BEGIN Records provided

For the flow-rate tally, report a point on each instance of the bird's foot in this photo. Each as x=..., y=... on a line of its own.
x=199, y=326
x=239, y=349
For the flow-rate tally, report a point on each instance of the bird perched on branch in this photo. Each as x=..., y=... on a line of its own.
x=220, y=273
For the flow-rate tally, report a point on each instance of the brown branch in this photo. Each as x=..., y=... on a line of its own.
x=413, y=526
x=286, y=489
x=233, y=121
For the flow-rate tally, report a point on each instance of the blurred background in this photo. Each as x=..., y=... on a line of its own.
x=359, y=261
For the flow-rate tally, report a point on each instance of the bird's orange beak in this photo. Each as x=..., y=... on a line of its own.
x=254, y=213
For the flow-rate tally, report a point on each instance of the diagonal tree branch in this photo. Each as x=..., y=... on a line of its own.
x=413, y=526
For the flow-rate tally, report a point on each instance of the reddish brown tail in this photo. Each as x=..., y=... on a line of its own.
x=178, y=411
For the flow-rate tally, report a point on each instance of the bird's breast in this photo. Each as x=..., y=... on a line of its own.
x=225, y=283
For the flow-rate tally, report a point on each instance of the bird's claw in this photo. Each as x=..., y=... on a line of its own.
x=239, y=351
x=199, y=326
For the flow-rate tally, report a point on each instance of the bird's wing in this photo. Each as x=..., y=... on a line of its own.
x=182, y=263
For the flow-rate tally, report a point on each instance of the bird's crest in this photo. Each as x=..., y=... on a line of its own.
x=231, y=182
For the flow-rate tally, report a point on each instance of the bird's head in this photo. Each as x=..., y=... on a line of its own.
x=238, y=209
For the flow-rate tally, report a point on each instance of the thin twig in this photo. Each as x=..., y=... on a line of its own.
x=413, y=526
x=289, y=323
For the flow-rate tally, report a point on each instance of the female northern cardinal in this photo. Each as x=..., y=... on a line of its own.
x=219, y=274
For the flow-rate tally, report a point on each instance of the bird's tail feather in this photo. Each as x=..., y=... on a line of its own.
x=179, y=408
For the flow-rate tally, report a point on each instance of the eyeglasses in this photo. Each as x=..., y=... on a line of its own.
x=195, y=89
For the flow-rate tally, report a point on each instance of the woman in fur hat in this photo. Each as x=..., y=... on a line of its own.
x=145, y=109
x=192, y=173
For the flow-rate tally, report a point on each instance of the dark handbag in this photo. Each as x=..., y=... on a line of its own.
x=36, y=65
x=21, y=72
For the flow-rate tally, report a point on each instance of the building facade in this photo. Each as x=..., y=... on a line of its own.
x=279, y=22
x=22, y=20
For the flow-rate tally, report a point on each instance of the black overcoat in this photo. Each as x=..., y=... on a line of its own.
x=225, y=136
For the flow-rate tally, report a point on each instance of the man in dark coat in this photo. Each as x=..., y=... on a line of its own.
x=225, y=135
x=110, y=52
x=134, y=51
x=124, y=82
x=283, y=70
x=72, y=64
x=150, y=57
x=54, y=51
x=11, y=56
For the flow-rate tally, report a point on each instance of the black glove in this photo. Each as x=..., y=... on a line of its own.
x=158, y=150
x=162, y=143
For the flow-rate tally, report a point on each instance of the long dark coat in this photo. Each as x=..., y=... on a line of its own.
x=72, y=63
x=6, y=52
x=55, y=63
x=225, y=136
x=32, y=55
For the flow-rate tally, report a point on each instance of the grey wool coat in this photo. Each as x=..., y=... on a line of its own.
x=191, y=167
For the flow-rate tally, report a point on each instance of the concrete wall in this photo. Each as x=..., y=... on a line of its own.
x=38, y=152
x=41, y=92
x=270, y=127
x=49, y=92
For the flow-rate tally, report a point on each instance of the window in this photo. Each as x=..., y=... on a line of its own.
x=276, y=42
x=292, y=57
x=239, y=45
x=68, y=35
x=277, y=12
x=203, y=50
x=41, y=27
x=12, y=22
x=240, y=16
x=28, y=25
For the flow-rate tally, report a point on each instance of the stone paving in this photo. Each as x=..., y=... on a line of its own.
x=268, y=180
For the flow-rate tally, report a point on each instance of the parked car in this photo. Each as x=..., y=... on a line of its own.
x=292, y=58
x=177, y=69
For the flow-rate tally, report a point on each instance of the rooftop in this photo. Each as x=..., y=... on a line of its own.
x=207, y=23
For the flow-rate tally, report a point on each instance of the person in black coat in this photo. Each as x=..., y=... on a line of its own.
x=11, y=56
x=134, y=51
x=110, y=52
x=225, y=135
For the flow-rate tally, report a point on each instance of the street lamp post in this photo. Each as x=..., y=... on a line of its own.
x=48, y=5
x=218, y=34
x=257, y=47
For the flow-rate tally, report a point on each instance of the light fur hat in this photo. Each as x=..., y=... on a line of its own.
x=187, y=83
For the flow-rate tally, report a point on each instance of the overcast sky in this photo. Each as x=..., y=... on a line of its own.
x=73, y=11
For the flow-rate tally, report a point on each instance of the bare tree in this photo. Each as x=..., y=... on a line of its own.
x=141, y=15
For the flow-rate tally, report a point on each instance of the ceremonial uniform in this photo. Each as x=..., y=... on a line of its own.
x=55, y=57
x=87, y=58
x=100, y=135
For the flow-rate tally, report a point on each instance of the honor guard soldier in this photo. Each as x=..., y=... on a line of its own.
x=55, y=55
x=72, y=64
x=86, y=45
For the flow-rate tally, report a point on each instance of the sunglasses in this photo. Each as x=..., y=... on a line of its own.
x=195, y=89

END Records provided

▶ _Exercise requirements_:
Recast every one of the lines above as a Markdown table with two columns, Row and Line, numbering each row and omitting any blank lines.

▶ _Exercise response_:
| Row | Line |
|---|---|
| 1 | For the flow-rate tally, report a point on each instance of the bird's foot in this photo. Each as x=..., y=... on a line of its own. |
| 2 | x=199, y=326 |
| 3 | x=239, y=349 |
| 4 | For the flow-rate tally, report a point on each instance of the bird perched on branch in this photo. Each as x=..., y=... on a line of its own. |
| 5 | x=220, y=273 |
| 6 | For the flow-rate tally, report a point on each instance of the brown branch in this photo. Each as x=..., y=... on a line of its own. |
| 7 | x=413, y=526 |
| 8 | x=286, y=489 |
| 9 | x=233, y=121 |
| 10 | For the flow-rate tally, report a point on each instance of the blurred background in this photo. Each as x=..., y=... on a line of its own. |
| 11 | x=359, y=261 |
| 12 | For the flow-rate tally, report a point on each instance of the bird's orange beak in this photo. Each as x=..., y=... on a line of its own. |
| 13 | x=254, y=213 |
| 14 | For the flow-rate tally, report a point on each instance of the diagonal tree branch in this photo. Each as x=..., y=... on a line of its own. |
| 15 | x=413, y=526 |
| 16 | For the flow-rate tally, report a point on each instance of the reddish brown tail in this photo. Each as x=..., y=... on a line of its own. |
| 17 | x=178, y=411 |
| 18 | For the flow-rate tally, report a point on each instance of the bird's breast in this photo. Each as x=..., y=... on a line of its own. |
| 19 | x=225, y=283 |
| 20 | For the flow-rate tally, report a point on each instance of the bird's claw in this photo. Each as x=..., y=... on a line of its own. |
| 21 | x=239, y=351 |
| 22 | x=199, y=326 |
| 23 | For the flow-rate tally, report a point on each instance of the bird's wing in this photo. Each as x=..., y=... on a line of its own. |
| 24 | x=182, y=263 |
| 25 | For the flow-rate tally, report a point on each instance of the bird's crest in this photo. Each as x=..., y=... on a line of its own. |
| 26 | x=231, y=182 |
| 27 | For the flow-rate tally, report a point on each instance of the bird's head in this photo. Each as x=..., y=... on a line of its own. |
| 28 | x=238, y=209 |
| 29 | For the flow-rate tally, report a point on each instance of the thin twig in this photo. Each as x=..., y=... on a line of its own. |
| 30 | x=413, y=526 |
| 31 | x=289, y=323 |
| 32 | For the flow-rate tally, report a point on each instance of the female northern cardinal in this photo. Each as x=..., y=... on a line of its own. |
| 33 | x=219, y=274 |
| 34 | For the flow-rate tally, report a point on each instance of the bird's tail feather in this photo. Each as x=..., y=... on a line of its own. |
| 35 | x=179, y=408 |
| 36 | For the flow-rate tally, report a point on each instance of the eyeglasses in this photo. Each as x=..., y=... on a line of its own. |
| 37 | x=195, y=89 |
| 38 | For the flow-rate tally, report a point on each instance of the woman in fur hat in this photo. Each as x=..., y=... on a line of its own. |
| 39 | x=145, y=109 |
| 40 | x=192, y=173 |
| 41 | For the flow-rate tally, report a point on each instance of the dark handbag in this photo. Each as x=..., y=... on a line of its own. |
| 42 | x=36, y=65 |
| 43 | x=21, y=72 |
| 44 | For the flow-rate tally, report a point on each instance of the building facade in this photo. Each as x=..., y=... on a line of its own. |
| 45 | x=279, y=22 |
| 46 | x=22, y=20 |
| 47 | For the flow-rate tally, report a point on each instance of the black overcoat in this photo. Each as x=..., y=... on a line of its own. |
| 48 | x=225, y=136 |
| 49 | For the flow-rate tally, report a point on each instance of the man in dark coat in this photo. Each as x=..., y=... on a line of its own. |
| 50 | x=225, y=135 |
| 51 | x=110, y=52 |
| 52 | x=134, y=51 |
| 53 | x=124, y=82 |
| 54 | x=283, y=70 |
| 55 | x=72, y=64 |
| 56 | x=150, y=57 |
| 57 | x=54, y=51 |
| 58 | x=11, y=56 |
| 59 | For the flow-rate tally, report a point on each instance of the black glove in this photo. Each as x=..., y=... on a line of its own. |
| 60 | x=158, y=150 |
| 61 | x=162, y=143 |
| 62 | For the flow-rate tally, report a point on each instance of the long dark coat in this photo. Each as x=..., y=... on a line of its own. |
| 63 | x=72, y=63 |
| 64 | x=6, y=52 |
| 65 | x=55, y=63 |
| 66 | x=225, y=136 |
| 67 | x=32, y=55 |
| 68 | For the flow-rate tally, report a point on each instance of the grey wool coat in this photo. Each as x=..., y=... on a line of its own. |
| 69 | x=191, y=167 |
| 70 | For the flow-rate tally, report a point on each instance of the concrete wall in this photo. Each as x=..., y=... on a line of its own. |
| 71 | x=38, y=152 |
| 72 | x=41, y=92 |
| 73 | x=270, y=127 |
| 74 | x=49, y=92 |
| 75 | For the flow-rate tally, report a point on each instance of the window in this photo. Each as x=..., y=... on a line of its own. |
| 76 | x=276, y=42 |
| 77 | x=292, y=57 |
| 78 | x=239, y=45 |
| 79 | x=68, y=35 |
| 80 | x=277, y=12 |
| 81 | x=203, y=50 |
| 82 | x=41, y=27 |
| 83 | x=12, y=22 |
| 84 | x=240, y=16 |
| 85 | x=28, y=25 |
| 86 | For the flow-rate tally, report a point on each instance of the stone paving in this photo. Each as x=..., y=... on a line of its own. |
| 87 | x=268, y=180 |
| 88 | For the flow-rate tally, report a point on each instance of the parked car in this photo. Each as x=..., y=... on a line of its own. |
| 89 | x=292, y=58 |
| 90 | x=177, y=69 |
| 91 | For the flow-rate tally, report a point on each instance of the rooftop in this photo. Each as x=..., y=... on a line of its own. |
| 92 | x=207, y=23 |
| 93 | For the flow-rate tally, report a point on each instance of the person in black coat in this photo. Each as x=..., y=... on a line of its own. |
| 94 | x=11, y=56 |
| 95 | x=134, y=51 |
| 96 | x=110, y=52 |
| 97 | x=225, y=135 |
| 98 | For the flow-rate tally, report a point on each instance of the street lamp post in this photo. Each as x=..., y=... on a line of its own. |
| 99 | x=48, y=5 |
| 100 | x=218, y=34 |
| 101 | x=257, y=47 |
| 102 | For the flow-rate tally, report a point on each instance of the light fur hat in this photo. Each as x=..., y=... on a line of its own. |
| 103 | x=187, y=83 |
| 104 | For the flow-rate tally, report a point on each instance of the overcast sky in this photo. Each as x=..., y=... on a line of its own. |
| 105 | x=73, y=11 |
| 106 | For the flow-rate tally, report a point on each instance of the bare tree in this photo. Each as x=..., y=... on a line of its own. |
| 107 | x=141, y=15 |
| 108 | For the flow-rate tally, report a point on each instance of the ceremonial uniform in this photo. Each as x=..., y=... on a line of its own. |
| 109 | x=55, y=57 |
| 110 | x=87, y=58 |
| 111 | x=100, y=135 |
| 112 | For the flow-rate tally, report a point on each instance of the honor guard soldier in this photo. Each as x=..., y=... on a line of its own. |
| 113 | x=55, y=55 |
| 114 | x=72, y=64 |
| 115 | x=86, y=45 |
| 116 | For the flow-rate tally, report a point on each instance of the sunglasses in this photo. Each as x=..., y=... on a line of its own. |
| 117 | x=195, y=89 |